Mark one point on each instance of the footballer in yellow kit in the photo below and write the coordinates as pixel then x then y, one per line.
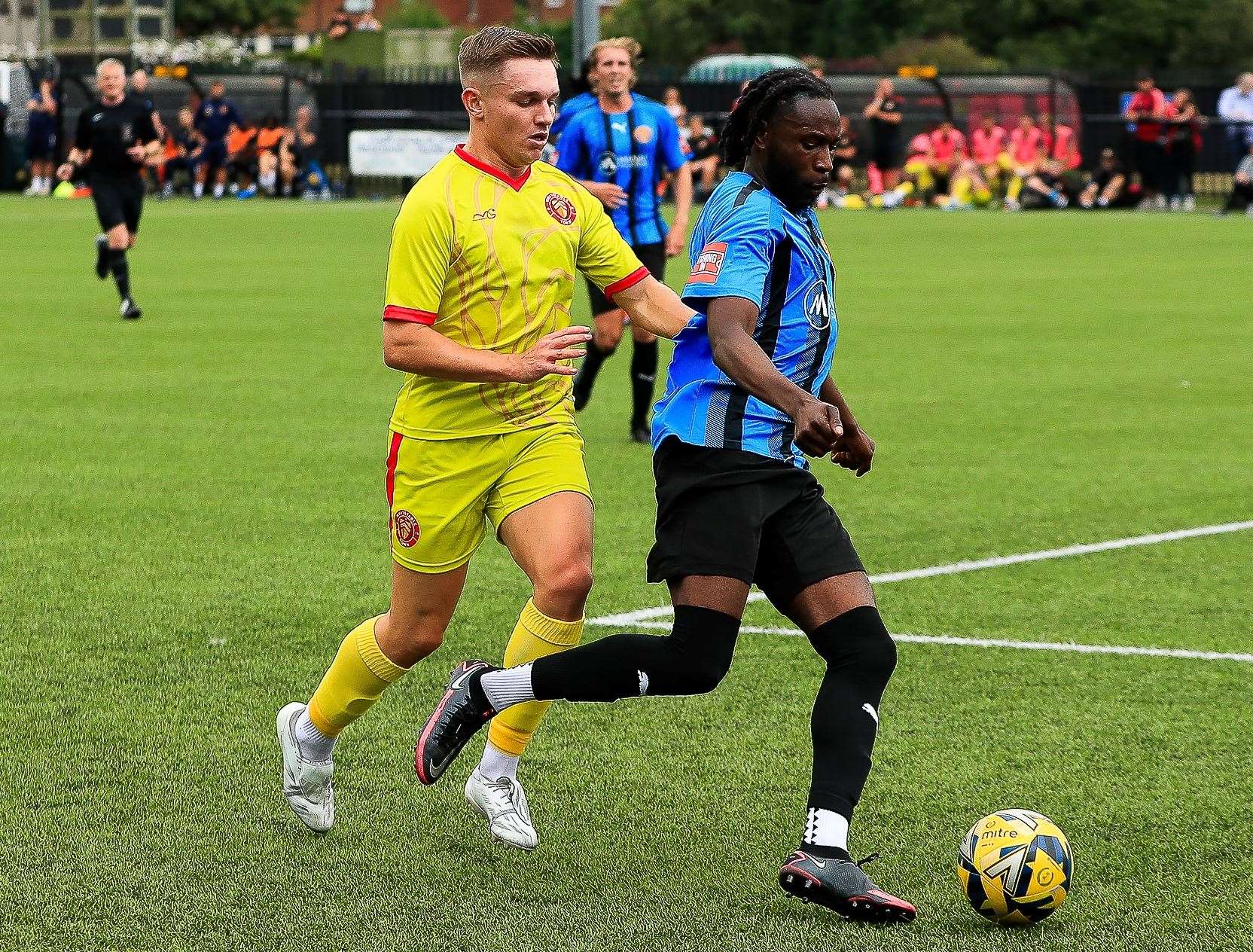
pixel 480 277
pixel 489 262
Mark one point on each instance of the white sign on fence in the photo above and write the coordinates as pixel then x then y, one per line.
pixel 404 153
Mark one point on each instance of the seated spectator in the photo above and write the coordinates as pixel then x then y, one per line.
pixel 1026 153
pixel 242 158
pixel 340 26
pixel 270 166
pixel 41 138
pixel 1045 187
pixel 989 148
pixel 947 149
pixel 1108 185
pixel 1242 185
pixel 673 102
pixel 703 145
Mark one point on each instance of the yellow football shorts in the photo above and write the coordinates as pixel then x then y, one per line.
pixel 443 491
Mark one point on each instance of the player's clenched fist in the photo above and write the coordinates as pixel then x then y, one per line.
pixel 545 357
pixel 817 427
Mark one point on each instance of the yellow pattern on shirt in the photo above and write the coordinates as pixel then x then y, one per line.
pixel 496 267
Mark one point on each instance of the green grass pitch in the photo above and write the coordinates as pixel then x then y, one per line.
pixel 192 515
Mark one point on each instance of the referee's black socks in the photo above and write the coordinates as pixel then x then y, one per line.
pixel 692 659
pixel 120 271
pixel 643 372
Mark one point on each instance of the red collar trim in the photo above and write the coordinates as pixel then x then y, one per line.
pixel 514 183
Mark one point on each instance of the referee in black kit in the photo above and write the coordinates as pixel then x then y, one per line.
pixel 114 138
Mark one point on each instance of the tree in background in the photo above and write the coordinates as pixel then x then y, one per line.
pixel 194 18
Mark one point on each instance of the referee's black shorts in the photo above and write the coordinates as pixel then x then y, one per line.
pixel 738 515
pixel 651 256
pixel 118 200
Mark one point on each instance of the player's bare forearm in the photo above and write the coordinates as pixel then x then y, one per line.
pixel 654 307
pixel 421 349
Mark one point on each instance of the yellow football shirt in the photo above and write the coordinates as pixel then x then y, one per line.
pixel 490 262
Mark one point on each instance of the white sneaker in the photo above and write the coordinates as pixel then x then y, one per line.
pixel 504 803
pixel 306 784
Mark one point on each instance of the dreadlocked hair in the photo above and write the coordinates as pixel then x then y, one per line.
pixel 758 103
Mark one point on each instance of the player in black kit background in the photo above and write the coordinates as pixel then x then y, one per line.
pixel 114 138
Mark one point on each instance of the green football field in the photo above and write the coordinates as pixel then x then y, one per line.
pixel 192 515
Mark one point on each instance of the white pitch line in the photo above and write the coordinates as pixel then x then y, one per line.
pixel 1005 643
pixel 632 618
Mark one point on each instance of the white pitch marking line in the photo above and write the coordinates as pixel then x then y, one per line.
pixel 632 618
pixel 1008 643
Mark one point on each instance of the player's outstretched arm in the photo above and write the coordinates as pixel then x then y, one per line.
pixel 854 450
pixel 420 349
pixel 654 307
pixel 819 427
^^^^
[Instructions to follow]: Copy all of the material above word for word, from the first line to the last, and leave the picture out.

[Solution]:
Mark one point on each instance of the footballer in yellow kit in the photo below and write the coordinates as pixel then x then y, one per line.
pixel 480 277
pixel 489 262
Mark one point on each instance of the white sign on fence in the photo above and write the coordinates as pixel then x then y, one per line.
pixel 404 153
Mark one point on each instance of the seated spectator in the photo above and write the coordinates as pixel then x then y, one per line.
pixel 1026 153
pixel 242 158
pixel 340 26
pixel 270 166
pixel 41 138
pixel 1045 187
pixel 989 148
pixel 947 149
pixel 1108 185
pixel 1242 185
pixel 673 102
pixel 703 145
Mark one point on each instance of the yellow football shorts in the photo above and write the coordinates as pixel then x then y, one per line.
pixel 443 491
Mark one point on each instance of the player's clenched fist in the photo above and write the coordinates as pixel then x then y, one per line.
pixel 545 357
pixel 817 427
Mark one point on each instance of the yellow pattern on shirt in the photo above and write the coordinates as pixel then x then y, one per line.
pixel 496 267
Mark one point on each instance of the green grass pitch in the photo above and write the coordinates as pixel then x then y, one per line.
pixel 192 515
Mark one point on each instance of the referee's black socks in the photo above and write the coordinates as pixel then x then y, one per line.
pixel 692 659
pixel 120 271
pixel 643 372
Mark one point on each instance of the red collar trim in the photo above and write the coordinates as pixel then x then y, one per line.
pixel 514 183
Mark one point on each instance of the referee in black kit in the photo above and write the coordinates as pixel then x then y, one per line.
pixel 114 138
Mark one point on each instance of the tree in background in the photo above and write the coordinates as pixel then x then y, one per line.
pixel 194 18
Mark one point on each instance of the referee's black shorts in the photo above and write the coordinates as pixel then x then y, one per line.
pixel 738 515
pixel 651 256
pixel 118 200
Mark one point on each instance of the player's bare forearm in the photo above and write the coordinates as pixel then x then y, one per line.
pixel 654 307
pixel 421 349
Mark one point on each instance of the yellow football shirt in the photo above and write the coordinates as pixel then x then y, one per line.
pixel 490 262
Mark one point on each instance of the white sneaker in the photo above and write the coordinates as pixel then x then y, one per line.
pixel 504 803
pixel 306 784
Mark one point on each instance of the dreadlocked hair in the photo above and write the coordinates as pixel then x then y, one per line.
pixel 758 103
Mark one point on each instance of the player in black kit background in the photo above and write the coordinates as pixel then x then y, one per line.
pixel 114 138
Mark one point on each instance of the green football field in the photo above and write the coordinates as pixel then x then y, one per line.
pixel 192 515
Mark one point on each instance of the white pitch line in the photo above and write the coordinates as pixel then x then y, one per line.
pixel 1005 643
pixel 632 618
Mark one point on each instance of the white pitch marking line in the photo above and write the coordinates as pixel then x then y, one per line.
pixel 632 618
pixel 1008 643
Mark one point on each instance of the player's outstretched arm in the photo above and write the coordinates as pixel then x then y, one per line.
pixel 854 450
pixel 420 349
pixel 654 307
pixel 819 427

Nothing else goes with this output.